YOUR OBJECTIVE
Please pull out every line of the items below and reproduce each one verbatim, omitting the pictures.

SUPPLIED RECORDS
□ □ □ □ □
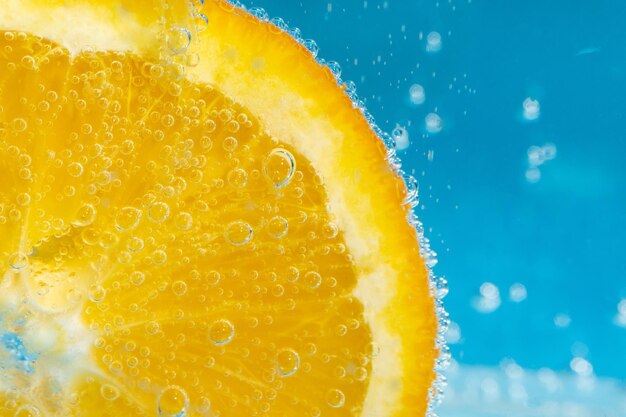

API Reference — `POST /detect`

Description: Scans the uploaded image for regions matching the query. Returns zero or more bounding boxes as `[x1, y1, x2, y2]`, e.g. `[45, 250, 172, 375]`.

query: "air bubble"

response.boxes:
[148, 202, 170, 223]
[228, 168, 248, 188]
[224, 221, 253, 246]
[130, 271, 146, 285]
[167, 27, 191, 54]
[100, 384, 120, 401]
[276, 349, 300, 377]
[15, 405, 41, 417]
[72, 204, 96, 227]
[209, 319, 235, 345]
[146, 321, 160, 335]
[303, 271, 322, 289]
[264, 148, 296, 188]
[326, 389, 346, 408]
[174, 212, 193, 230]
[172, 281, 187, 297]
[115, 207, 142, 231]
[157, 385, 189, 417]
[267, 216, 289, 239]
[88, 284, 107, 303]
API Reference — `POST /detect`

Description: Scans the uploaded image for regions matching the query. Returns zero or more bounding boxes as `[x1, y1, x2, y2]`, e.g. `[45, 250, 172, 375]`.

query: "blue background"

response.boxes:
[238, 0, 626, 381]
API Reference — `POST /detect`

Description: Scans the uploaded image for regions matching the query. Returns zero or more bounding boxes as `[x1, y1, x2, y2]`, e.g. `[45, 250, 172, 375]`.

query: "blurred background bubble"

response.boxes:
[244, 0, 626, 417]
□ □ □ □ □
WRITTEN SOLUTION
API Reference — `POST /detect`

Description: Scans the uploaded image for regions matching the query. Returns zero or more bounding boxes as `[x1, y1, x2, y2]`, e.g. `[45, 250, 172, 375]`.

query: "air bubble"

response.boxes:
[148, 202, 170, 223]
[228, 168, 248, 188]
[224, 221, 253, 246]
[130, 271, 146, 285]
[167, 27, 191, 54]
[100, 384, 120, 401]
[276, 349, 300, 377]
[15, 405, 41, 417]
[72, 204, 96, 227]
[209, 319, 235, 345]
[146, 321, 160, 335]
[303, 271, 322, 289]
[264, 148, 296, 188]
[326, 389, 346, 408]
[174, 212, 193, 230]
[172, 281, 187, 297]
[115, 207, 142, 231]
[157, 385, 189, 417]
[267, 216, 289, 239]
[88, 284, 107, 303]
API Reference — `POST /detect`

Description: Scans the uploaded image for regions matching the query. Returns zero or more bounding boxes as `[x1, y1, x2, y2]`, e.g. `[45, 250, 172, 375]`.

query: "blue background"

response.boxes:
[238, 0, 626, 381]
API Reference — `POST /detect`

Description: Scans the uploaded image for regions matching the query. Returns zero or more bounding boxes as `[x1, y1, x2, y2]`, e.g. `[45, 250, 172, 375]`.

query: "blurred background bubble"

response.boxes:
[244, 0, 626, 417]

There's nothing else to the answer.